> Goal of the exercise
Would you print every entry below exactly as written, omitting the images?

> Source material
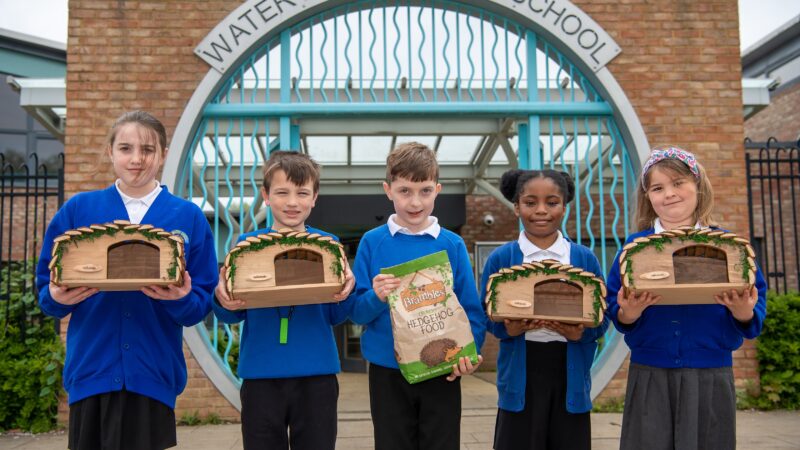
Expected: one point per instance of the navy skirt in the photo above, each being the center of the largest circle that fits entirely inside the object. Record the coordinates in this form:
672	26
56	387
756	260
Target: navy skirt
121	420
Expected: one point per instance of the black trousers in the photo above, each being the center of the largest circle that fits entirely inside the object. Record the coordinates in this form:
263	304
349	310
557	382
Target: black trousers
297	412
422	416
544	423
121	420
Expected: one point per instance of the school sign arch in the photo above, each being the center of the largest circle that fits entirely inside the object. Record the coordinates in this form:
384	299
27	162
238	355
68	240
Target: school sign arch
499	84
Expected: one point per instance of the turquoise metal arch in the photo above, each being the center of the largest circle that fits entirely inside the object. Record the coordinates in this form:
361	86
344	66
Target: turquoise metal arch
480	66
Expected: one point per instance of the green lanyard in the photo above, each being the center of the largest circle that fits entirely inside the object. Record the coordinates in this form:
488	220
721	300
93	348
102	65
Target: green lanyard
284	333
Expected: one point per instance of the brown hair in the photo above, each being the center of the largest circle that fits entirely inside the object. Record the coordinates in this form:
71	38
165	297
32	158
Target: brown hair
646	215
143	119
298	167
413	161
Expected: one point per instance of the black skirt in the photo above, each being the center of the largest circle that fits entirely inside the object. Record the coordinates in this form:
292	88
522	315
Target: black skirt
544	423
121	420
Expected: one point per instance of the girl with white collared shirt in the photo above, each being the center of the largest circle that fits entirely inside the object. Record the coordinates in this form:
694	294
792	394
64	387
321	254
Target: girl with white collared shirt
543	378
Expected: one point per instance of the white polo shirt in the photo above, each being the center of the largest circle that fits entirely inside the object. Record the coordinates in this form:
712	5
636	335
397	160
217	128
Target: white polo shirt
137	207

> Reply to the task
Expected: one point per instance of the navy skirt in the photo above, each being the center of the largest circle that fits entirely inside the object. Record the coordinates in this form:
672	26
56	387
756	260
Target: navy skirt
121	420
Expected: one point per instance of the black trousers in the photo above, each being the center of the largest circle that fits entirely inside the object. Record the coordinates in this form:
263	304
349	310
557	382
Target: black trousers
297	412
422	416
544	423
121	420
Expected: one point per instance of the school sign arch in the photo above, each being the center of the largest circle that fits entirely inside the object. Record the coordinates in this form:
384	299
27	162
238	355
68	240
Target: school sign arch
499	84
Expected: one point per instance of the turquoise metal arch in the photo above, each being the center of the largest circle that fits entirely inside the object. Record the coordinates in this form:
361	86
344	66
Target: turquoise metal arch
480	66
Expected: one point per instance of the green lanyard in the photo above, each being the center of the largest circle that fits entirely inside the object. Record the coordinates in this form:
488	220
721	300
93	348
102	65
Target: green lanyard
284	333
Expected: one point per instance of the brown hair in the photo above, each being the center of the largest circle that fits entirely inside the object. Record the coordinates in this form:
71	38
165	297
32	158
Target: brown hair
646	215
143	119
298	167
413	161
Expected: one point per instance of the black skirt in the photo above, each being the center of the largest circle that fits entirely inside the object. Record the coordinates in this form:
292	88
522	315
Target: black skirt
544	423
121	420
Expected: one point per instance of the girl with white collared shirt in the photo above, each being the center of the largest circle that fits entirely inside the object. Record the coordinates in this form:
694	294
792	394
64	387
321	254
Target: girl with white collared shirt
543	378
Expected: one point per instance of the white polo shirt in the photo above, each being the center of the largest circle that fits entirely inside the object. Record the coordinates in this form:
712	5
636	335
397	160
217	128
Target: white polo shirt
137	207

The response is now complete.